Rewrite only the part of the items that opens with the line containing "Target: **textured white wall**" and closes with the line containing "372 123 L 413", requests included, multiplying every coordinate in the answers by 1.75 and rounding each to a whole number, with halves rounded up.

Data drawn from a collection
****

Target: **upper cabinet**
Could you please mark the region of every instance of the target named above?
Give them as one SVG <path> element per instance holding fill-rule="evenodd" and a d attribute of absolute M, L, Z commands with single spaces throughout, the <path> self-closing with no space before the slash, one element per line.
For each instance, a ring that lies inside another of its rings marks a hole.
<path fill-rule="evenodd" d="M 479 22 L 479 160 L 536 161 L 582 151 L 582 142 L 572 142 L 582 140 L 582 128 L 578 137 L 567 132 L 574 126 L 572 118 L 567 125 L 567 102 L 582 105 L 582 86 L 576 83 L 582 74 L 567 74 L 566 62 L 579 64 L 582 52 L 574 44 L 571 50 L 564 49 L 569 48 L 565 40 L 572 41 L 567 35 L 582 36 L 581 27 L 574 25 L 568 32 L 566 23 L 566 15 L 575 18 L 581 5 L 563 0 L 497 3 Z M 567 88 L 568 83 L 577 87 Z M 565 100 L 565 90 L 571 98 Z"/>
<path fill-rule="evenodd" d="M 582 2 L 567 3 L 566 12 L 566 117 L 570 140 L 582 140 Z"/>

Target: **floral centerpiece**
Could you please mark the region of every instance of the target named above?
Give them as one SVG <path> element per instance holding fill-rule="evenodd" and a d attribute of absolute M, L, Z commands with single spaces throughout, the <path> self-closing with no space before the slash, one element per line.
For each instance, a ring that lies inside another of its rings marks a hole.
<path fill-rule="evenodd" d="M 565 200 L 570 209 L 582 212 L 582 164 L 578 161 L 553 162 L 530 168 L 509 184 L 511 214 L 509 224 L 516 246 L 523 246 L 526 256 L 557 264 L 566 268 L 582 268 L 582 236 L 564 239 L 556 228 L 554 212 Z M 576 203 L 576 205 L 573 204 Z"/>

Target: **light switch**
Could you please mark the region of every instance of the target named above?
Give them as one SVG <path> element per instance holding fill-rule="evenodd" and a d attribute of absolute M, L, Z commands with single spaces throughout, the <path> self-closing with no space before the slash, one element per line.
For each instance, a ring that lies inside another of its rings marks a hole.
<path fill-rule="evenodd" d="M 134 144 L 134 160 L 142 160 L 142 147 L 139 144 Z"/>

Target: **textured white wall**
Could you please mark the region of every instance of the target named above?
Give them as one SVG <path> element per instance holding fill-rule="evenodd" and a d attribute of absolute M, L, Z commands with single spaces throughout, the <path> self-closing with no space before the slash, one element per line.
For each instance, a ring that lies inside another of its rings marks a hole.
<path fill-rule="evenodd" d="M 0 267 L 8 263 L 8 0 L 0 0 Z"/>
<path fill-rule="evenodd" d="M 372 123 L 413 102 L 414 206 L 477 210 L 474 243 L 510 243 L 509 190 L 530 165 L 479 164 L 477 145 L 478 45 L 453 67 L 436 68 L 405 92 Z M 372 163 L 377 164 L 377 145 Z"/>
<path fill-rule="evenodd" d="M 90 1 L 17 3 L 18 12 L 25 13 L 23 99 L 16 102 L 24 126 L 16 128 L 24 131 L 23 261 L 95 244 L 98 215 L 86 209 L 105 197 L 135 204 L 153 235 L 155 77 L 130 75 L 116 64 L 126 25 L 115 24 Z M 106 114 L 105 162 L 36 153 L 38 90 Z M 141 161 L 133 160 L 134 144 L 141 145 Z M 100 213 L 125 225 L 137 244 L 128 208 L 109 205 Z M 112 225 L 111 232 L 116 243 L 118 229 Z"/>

****

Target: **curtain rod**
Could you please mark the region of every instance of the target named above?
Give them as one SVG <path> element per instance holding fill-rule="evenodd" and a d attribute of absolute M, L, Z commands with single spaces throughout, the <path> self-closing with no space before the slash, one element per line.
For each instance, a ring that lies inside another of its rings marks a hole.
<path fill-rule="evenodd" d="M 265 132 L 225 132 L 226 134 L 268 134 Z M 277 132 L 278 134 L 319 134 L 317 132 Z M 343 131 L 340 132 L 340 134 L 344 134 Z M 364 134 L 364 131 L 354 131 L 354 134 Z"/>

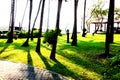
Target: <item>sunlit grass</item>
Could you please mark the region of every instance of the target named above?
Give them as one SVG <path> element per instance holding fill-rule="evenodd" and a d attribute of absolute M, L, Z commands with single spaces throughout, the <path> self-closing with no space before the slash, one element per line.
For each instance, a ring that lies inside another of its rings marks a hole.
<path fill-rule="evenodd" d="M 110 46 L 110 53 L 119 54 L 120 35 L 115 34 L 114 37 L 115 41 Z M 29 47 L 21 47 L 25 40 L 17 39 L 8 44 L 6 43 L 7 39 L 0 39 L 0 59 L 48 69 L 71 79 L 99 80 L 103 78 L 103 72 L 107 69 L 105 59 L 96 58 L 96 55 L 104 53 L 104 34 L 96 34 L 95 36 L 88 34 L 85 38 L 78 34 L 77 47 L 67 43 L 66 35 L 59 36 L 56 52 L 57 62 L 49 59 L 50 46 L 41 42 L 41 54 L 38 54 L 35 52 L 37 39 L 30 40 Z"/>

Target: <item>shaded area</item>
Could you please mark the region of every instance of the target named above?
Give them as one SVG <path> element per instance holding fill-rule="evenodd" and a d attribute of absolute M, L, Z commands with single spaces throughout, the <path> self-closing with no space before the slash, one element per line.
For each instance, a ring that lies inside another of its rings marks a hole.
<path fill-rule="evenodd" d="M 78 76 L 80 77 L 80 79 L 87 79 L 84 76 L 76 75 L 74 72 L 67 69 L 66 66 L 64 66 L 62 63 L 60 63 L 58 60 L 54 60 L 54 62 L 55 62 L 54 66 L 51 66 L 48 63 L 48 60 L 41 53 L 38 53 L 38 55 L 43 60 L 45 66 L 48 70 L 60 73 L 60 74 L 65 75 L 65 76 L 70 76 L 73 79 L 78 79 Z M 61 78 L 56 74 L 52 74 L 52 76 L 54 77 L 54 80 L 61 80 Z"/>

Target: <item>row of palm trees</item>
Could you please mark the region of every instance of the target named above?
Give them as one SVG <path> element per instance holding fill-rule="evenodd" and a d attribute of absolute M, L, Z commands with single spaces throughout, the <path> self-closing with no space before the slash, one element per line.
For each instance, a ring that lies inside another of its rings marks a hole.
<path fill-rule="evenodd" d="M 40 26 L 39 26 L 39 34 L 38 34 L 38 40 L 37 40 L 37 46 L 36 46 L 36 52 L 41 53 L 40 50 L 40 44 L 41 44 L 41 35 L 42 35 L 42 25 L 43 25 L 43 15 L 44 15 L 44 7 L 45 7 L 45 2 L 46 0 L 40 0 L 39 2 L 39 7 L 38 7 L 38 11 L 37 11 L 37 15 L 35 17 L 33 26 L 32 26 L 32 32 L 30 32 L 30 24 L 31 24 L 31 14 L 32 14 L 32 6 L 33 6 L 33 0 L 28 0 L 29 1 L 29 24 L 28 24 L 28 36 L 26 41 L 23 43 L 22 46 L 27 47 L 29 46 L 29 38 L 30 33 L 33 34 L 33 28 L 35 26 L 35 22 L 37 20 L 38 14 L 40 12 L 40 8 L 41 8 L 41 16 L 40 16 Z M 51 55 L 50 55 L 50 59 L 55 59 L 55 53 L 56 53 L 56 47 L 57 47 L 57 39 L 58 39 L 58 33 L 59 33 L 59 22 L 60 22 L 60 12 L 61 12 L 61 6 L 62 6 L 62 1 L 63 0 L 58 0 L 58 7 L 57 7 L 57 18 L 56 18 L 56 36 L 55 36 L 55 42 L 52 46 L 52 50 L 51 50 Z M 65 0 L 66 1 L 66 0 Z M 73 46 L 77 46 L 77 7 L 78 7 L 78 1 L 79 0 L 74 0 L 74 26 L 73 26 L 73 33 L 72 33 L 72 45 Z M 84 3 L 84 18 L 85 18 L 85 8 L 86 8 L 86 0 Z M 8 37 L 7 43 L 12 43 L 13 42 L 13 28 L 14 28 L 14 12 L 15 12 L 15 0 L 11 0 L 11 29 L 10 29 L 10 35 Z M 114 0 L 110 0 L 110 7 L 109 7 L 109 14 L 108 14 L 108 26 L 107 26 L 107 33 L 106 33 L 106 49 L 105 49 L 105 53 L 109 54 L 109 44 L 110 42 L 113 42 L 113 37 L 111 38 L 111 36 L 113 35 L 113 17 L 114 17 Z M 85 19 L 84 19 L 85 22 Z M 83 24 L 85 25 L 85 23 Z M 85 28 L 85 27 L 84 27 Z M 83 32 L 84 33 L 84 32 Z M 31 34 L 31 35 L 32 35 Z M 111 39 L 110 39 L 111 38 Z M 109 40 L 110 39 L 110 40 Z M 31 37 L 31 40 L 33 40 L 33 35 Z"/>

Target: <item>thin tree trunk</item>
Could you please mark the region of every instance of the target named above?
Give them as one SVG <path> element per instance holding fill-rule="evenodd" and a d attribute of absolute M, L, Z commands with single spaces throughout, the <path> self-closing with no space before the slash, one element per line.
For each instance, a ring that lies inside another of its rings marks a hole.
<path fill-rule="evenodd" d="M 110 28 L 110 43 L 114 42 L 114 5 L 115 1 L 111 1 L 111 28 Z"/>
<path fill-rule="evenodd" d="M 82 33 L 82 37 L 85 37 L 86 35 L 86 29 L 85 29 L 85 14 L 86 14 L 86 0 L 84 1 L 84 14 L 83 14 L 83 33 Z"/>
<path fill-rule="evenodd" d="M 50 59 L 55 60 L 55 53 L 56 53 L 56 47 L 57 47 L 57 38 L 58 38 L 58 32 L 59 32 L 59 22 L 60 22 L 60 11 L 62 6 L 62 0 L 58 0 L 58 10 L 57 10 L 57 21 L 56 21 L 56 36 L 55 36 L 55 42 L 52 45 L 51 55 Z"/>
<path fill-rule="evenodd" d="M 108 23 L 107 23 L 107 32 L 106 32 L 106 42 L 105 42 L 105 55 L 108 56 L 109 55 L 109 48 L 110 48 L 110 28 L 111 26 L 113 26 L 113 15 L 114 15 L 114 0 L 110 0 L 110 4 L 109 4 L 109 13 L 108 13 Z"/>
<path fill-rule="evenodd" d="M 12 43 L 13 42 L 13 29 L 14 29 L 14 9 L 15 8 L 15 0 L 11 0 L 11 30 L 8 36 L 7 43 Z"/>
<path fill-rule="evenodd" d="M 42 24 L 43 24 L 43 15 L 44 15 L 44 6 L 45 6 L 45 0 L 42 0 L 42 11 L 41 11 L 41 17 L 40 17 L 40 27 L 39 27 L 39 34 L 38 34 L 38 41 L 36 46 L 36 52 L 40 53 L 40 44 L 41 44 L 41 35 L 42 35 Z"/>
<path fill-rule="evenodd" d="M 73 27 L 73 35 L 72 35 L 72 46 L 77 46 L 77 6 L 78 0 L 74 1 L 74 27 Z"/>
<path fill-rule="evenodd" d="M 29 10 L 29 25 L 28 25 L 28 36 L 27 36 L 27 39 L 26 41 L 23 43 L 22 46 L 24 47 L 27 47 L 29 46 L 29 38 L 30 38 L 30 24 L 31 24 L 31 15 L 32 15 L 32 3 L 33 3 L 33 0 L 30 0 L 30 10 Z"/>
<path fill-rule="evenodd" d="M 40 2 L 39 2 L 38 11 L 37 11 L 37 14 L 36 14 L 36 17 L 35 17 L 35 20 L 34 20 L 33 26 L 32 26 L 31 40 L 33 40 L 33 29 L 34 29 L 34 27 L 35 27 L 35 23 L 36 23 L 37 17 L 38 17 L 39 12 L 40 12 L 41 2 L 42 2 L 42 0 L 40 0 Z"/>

****

§ EXPECTED ANSWER
Target: **textured white wall**
Could you please mark the region of every instance of the target named above?
Give them as one SVG <path> element per instance holding fill-rule="evenodd" and a d attribute of absolute M, L, Z commands with single spaces throughout, the <path> self-closing with no space before the slash, one element per line.
For each instance, a ring that lies inside another of its rings marks a hole.
<path fill-rule="evenodd" d="M 0 467 L 14 460 L 14 0 L 0 0 Z"/>
<path fill-rule="evenodd" d="M 651 215 L 723 179 L 725 361 L 835 368 L 830 425 L 893 425 L 891 333 L 928 289 L 838 287 L 835 254 L 837 79 L 793 117 L 763 119 L 709 161 Z M 651 285 L 660 287 L 660 254 Z"/>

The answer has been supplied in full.